- **WRITTEN INSTRUCTION A**: Translate this sentence from the article on selling a motorcycle into Spanish: "A clean bike is likely to signal to a potential buyer that the bike is in good condition."

- **DOCUMENT TEXT**:
Being an avid motorist myself, I have had to say goodbye to many of my own motorcycles. However, through the process I have made a significant amount of money and have learnt more about pitching a good sale.

With a little bit of time and effort, you too can learn the skills for it. In this article, I’m going to share some tips and what I’ve learnt through my experiences on how to sell a motorcycle.

Prepping The Bike

Before you plan to sell your bike, you need to make sure it is clean and shiny. While this may seem like a tiny detail, remember that presentation is key! 

A clean bike is likely to signal to a potential buyer that the bike is in good condition. So clean the chains, the engine, the body and even the seats. Remove scuff and boot marks.

Polish the body and chrome pieces using a good cleaner, as this can help make your bike look as good as new.

Inspect your bike for any visible damage such as dents or scratches. Fix leaks or any other issues the bike may have. Make sure to remove any corrosion from battery terminals.

Touch up on the paint, if you have to. Any visible damages will drastically reduce the price of your bike, so make sure to replace and fix them during the prepping process.

Know Your Price

You need to examine and research what similar bikes sell for. You can refer to the National Automobile Dealers Association (NADA) website or Kelly Blue Book (KBB) website to get a better idea.

You can also check ads of similar bikes from classified sites to help you determine an average price. 

Your pricing needs to be just right. If you list your price too high, you won’t be getting any offers. Price it too low and you’ll be leaving money on the table. 

1. Determine a Firm Selling Price 

For this you’ll need to look at the average selling price of a bike like yours. You need to evaluate the condition of your bike to come up with a price.

If your bike is well maintained and in good condition you will be able to justify a high price. If not, you may have to settle for less.

Whatever the condition of your bike, you need to come up with a firm selling price, which is the lowest amount you’re willing to sell the bike for.

Remember, after-market modifications and parts don’t add to the value of the bike. You will be better off removing the parts and selling them separately.

2. Listing The Motorcycle

You need to list the bike a few hundred dollars more than your firm selling price. This will give you room to negotiate with potential buyers.

Most buyers will try to bargain for a better deal, which is why it is best to list the bike for a little more than what you’re willing to accept.

Advertising The Motorcycle 

When considering how to sell a motorcycle,  the most important thing would be to create a good advertisement.

For this, make sure to compile relevant information about the model, make and mileage of the motorcycle.

The advertisement should have proper formatting, correct spellings and clear sentences which make for easy reading. Don’t forget to list the price and payment methods you’re willing to accept.

- **MATERIAL SHOWN**:
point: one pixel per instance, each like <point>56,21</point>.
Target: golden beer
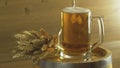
<point>75,22</point>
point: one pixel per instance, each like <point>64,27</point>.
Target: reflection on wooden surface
<point>19,15</point>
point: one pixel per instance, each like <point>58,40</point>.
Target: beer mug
<point>74,36</point>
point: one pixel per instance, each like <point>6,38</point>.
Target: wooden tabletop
<point>19,15</point>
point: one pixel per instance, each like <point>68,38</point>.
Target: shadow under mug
<point>74,35</point>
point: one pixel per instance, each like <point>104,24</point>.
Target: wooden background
<point>19,15</point>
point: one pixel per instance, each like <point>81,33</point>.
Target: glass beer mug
<point>74,35</point>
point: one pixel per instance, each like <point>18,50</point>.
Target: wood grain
<point>19,15</point>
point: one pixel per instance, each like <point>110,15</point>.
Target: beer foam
<point>75,10</point>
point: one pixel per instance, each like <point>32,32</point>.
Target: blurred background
<point>19,15</point>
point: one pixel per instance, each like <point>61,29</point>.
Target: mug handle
<point>101,31</point>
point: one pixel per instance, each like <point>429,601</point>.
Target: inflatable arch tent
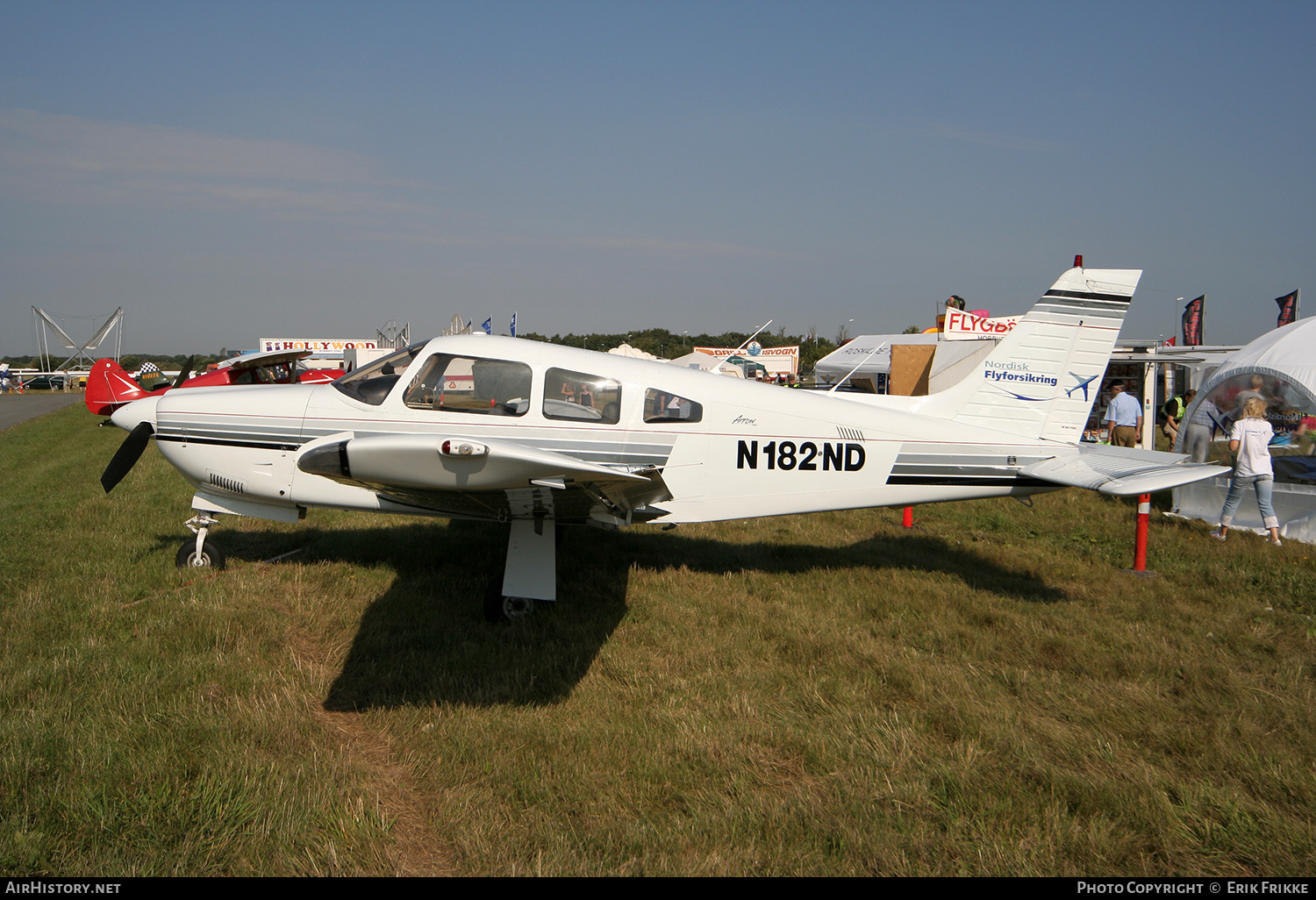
<point>1282,368</point>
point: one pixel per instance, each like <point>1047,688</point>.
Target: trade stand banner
<point>1287,308</point>
<point>774,360</point>
<point>966,326</point>
<point>1192,321</point>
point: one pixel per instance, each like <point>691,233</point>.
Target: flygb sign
<point>966,326</point>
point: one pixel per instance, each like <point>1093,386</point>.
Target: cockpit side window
<point>578,396</point>
<point>663,407</point>
<point>466,384</point>
<point>373,382</point>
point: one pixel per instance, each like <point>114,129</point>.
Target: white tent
<point>634,353</point>
<point>1282,366</point>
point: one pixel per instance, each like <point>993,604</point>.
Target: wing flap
<point>1120,471</point>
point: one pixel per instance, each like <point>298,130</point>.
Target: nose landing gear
<point>200,553</point>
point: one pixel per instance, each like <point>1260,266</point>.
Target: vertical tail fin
<point>110,387</point>
<point>1044,376</point>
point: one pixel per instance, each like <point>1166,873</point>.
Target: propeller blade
<point>186,371</point>
<point>129,452</point>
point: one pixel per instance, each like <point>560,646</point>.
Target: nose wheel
<point>200,552</point>
<point>502,608</point>
<point>208,557</point>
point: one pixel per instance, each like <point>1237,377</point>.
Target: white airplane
<point>539,436</point>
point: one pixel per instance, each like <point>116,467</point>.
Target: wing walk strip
<point>998,468</point>
<point>639,455</point>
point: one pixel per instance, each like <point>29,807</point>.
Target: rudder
<point>1044,376</point>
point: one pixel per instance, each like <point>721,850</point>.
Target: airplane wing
<point>1120,471</point>
<point>454,474</point>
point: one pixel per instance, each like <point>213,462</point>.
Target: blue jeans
<point>1265,486</point>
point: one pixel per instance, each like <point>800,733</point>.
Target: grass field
<point>826,695</point>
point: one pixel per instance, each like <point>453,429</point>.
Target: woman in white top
<point>1250,439</point>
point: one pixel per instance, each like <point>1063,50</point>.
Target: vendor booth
<point>1279,368</point>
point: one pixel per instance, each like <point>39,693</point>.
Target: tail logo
<point>1082,383</point>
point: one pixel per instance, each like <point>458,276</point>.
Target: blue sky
<point>226,171</point>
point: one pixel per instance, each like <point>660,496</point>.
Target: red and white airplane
<point>110,386</point>
<point>539,434</point>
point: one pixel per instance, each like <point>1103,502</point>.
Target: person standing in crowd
<point>1199,431</point>
<point>1174,410</point>
<point>1250,439</point>
<point>1124,416</point>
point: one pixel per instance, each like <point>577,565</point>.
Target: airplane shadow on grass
<point>426,639</point>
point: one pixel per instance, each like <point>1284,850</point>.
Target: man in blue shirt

- **WRITTEN INSTRUCTION B**: Arrange the lines of the records above as a JSON list of strings, one string per line and blank lines omitted, from the line containing "each like <point>1237,377</point>." up to and including the line containing "<point>454,474</point>".

- **TASK RESPONSE A**: Una moto limpia probablemente le indique a un posible comprador que la moto está en buen estado.

- **TASK RESPONSE B**:
[
  "point: one pixel per instance, each like <point>1237,377</point>.",
  "Target: white airplane",
  "<point>539,436</point>",
  "point: one pixel per instance, each like <point>116,467</point>.",
  "Target: wing walk strip",
  "<point>998,468</point>",
  "<point>639,455</point>",
  "point: one pixel per instance, each like <point>29,807</point>.",
  "Target: rudder",
  "<point>1044,376</point>",
  "point: one pixel per instance, each like <point>721,850</point>.",
  "Target: airplane wing",
  "<point>1120,471</point>",
  "<point>454,474</point>"
]